**Excerpted data:**
+++++
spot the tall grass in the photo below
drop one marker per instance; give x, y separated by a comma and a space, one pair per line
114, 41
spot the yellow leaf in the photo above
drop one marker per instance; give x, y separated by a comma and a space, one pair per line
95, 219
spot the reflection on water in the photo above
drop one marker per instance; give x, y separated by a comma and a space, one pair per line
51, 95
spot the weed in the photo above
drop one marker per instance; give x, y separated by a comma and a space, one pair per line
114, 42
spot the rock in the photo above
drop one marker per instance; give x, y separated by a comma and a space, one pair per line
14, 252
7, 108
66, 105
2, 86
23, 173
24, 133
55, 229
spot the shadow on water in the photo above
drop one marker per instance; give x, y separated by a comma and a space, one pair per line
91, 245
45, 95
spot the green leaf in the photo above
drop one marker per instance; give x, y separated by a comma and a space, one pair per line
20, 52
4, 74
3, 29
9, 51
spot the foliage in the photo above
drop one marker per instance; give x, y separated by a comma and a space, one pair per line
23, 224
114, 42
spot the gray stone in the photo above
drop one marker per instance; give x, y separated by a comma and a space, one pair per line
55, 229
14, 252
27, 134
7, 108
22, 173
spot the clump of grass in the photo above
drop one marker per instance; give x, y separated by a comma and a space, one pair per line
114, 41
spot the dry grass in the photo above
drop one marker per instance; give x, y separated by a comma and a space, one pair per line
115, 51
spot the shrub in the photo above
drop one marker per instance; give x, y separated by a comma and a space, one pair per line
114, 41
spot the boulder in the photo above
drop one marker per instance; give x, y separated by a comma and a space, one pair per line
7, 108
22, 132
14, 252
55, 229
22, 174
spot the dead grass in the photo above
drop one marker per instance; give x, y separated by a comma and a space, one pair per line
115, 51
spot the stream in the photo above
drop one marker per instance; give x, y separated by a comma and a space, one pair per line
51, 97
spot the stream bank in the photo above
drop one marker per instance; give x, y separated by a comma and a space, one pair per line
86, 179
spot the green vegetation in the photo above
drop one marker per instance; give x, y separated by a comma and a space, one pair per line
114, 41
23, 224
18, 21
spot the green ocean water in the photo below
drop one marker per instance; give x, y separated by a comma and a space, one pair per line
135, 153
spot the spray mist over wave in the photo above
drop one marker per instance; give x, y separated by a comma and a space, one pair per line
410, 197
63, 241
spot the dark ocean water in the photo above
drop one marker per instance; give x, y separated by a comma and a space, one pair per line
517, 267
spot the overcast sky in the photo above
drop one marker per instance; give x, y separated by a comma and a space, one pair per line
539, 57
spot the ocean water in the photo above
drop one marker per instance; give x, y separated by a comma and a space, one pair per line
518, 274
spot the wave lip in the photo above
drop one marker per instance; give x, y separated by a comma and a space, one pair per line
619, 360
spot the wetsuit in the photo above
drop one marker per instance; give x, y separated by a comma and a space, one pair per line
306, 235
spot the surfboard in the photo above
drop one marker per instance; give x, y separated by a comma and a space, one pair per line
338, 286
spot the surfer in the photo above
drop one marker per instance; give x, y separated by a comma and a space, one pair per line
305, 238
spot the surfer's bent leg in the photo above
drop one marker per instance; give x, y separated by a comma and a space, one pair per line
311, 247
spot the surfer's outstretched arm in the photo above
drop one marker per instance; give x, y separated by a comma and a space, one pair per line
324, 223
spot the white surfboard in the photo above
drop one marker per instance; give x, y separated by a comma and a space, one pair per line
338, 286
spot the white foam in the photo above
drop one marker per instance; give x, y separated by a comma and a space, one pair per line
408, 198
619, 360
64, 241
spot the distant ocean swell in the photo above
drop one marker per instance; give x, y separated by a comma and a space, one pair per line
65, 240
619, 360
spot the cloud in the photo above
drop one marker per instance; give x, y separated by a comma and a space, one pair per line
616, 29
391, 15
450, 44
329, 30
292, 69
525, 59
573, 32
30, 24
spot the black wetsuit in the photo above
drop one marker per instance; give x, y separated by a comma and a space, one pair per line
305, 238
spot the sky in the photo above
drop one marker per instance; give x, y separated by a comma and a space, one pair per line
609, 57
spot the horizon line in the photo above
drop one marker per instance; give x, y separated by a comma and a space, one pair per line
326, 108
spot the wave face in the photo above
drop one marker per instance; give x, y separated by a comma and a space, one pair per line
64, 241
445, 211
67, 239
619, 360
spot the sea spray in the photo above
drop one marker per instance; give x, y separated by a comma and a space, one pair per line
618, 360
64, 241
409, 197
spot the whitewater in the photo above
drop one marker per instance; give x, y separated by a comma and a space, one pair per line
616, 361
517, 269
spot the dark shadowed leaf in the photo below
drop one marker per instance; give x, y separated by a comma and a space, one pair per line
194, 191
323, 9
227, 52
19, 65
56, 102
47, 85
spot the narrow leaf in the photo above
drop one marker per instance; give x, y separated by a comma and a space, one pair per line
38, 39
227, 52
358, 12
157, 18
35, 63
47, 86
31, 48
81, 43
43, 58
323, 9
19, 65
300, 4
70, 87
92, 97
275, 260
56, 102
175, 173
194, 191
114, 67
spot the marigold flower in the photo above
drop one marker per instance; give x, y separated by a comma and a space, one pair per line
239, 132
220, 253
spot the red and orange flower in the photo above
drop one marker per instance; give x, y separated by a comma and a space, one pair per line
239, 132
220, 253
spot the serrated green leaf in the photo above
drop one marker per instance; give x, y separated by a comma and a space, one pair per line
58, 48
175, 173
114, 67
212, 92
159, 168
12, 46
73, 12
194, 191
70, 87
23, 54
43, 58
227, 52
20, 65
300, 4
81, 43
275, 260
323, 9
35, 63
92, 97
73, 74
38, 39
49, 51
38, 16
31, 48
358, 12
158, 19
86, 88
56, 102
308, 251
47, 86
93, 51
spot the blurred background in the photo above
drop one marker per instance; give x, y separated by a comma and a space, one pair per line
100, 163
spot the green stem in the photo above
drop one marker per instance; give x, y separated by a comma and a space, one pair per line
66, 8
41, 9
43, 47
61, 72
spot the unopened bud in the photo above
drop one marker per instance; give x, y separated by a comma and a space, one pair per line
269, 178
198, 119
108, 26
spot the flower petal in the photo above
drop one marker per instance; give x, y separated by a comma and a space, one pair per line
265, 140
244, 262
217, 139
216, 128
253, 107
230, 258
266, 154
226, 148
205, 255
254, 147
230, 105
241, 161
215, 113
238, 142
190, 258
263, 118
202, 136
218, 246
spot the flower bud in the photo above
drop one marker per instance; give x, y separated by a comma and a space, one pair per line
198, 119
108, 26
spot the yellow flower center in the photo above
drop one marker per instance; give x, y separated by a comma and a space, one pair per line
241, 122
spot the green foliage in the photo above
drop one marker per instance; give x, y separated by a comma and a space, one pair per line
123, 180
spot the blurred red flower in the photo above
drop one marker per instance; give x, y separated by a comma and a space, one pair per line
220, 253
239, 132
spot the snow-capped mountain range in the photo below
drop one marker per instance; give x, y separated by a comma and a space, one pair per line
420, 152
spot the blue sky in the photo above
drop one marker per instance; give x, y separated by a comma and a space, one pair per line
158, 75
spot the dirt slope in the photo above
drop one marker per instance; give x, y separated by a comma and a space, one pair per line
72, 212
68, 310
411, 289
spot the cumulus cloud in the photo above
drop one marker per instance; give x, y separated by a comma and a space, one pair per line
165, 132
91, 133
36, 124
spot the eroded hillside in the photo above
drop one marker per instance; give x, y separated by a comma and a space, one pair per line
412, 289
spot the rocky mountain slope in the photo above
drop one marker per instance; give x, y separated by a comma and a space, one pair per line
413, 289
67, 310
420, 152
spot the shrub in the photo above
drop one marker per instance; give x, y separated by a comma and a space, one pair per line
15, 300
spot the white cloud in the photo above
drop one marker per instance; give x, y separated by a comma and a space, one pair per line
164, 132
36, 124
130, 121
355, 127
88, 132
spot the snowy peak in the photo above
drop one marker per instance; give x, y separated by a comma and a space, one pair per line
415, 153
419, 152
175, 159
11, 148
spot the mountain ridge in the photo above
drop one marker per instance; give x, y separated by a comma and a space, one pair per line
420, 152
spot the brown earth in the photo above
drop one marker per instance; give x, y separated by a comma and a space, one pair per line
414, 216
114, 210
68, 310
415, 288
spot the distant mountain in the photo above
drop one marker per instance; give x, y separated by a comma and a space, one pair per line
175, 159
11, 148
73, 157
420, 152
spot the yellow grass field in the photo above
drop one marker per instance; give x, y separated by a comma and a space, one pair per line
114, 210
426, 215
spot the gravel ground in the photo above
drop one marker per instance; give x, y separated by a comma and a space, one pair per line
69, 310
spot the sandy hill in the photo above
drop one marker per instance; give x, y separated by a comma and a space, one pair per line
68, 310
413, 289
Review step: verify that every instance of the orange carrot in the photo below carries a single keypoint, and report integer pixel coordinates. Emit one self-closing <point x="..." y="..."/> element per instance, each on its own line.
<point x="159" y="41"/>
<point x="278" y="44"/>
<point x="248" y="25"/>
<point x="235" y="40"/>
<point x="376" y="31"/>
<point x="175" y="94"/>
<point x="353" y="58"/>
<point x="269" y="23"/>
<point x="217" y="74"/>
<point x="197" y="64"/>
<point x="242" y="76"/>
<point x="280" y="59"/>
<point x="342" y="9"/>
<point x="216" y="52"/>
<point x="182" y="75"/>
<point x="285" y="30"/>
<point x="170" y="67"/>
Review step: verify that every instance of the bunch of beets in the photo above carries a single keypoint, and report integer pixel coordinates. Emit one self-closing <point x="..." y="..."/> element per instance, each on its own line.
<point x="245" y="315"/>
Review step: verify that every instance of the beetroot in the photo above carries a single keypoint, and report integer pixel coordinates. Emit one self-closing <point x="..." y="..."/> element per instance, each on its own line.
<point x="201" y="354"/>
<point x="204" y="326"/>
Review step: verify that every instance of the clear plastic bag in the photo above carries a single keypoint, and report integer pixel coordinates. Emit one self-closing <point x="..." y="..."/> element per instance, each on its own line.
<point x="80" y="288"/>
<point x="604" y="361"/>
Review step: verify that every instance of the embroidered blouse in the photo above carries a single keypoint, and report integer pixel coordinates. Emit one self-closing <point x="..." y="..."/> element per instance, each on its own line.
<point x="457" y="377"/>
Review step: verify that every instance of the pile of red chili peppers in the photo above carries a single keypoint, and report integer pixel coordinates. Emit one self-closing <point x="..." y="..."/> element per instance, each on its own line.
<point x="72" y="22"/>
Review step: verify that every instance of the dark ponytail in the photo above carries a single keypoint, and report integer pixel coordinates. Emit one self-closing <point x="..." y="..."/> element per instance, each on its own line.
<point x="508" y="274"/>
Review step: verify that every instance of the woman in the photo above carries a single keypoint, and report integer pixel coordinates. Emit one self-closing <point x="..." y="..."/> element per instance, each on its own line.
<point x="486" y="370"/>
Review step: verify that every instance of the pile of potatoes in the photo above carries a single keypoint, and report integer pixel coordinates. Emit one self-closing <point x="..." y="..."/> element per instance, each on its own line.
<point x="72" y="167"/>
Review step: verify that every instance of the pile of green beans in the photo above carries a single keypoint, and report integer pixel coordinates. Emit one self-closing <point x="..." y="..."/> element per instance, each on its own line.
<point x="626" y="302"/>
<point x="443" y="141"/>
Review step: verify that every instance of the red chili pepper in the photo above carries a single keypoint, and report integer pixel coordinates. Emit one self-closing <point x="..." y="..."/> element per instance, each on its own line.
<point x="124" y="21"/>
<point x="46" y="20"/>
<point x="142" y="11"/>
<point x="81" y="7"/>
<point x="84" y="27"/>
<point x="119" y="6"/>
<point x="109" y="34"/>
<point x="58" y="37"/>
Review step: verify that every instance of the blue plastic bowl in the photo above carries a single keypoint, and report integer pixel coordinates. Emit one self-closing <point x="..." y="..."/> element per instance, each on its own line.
+++++
**Instruction:** Give back exactly the lines running from the line containing "Review step: verify that every instance of the woman" through the end of the material above, both included, and nothing beyond them.

**Solution:**
Review step: verify that every instance of the woman in the photo above carries a single keypoint, and report integer pixel coordinates. Emit one self-closing <point x="..." y="..."/> element per instance, each on its own line.
<point x="486" y="370"/>
Review step: verify that every instance of the pile of potatoes in the photo above carries a single keypoint, and report integer pixel coordinates. Emit one self-closing <point x="..." y="..."/> element per instance, each on its own line.
<point x="72" y="167"/>
Review step: verify that every instance of the pile of green beans in the photo above carries a single keypoint, and report integer pixel coordinates. Emit one self-closing <point x="..." y="..."/> element per instance, each on its own line.
<point x="626" y="302"/>
<point x="443" y="141"/>
Review step: verify that every instance of the red chili pepper in the photo above carries a single keypoint, and report integer pixel coordinates. Emit one self-closing <point x="..." y="..."/> element per instance, each on its own line.
<point x="124" y="21"/>
<point x="46" y="20"/>
<point x="142" y="11"/>
<point x="81" y="7"/>
<point x="84" y="27"/>
<point x="119" y="6"/>
<point x="109" y="34"/>
<point x="58" y="37"/>
Review step: verify that every instance of the blue plastic bowl in the photo above carries a single keypoint, and report integer pixel coordinates. Emit one self-closing <point x="..." y="..."/> element per instance, each on its own line.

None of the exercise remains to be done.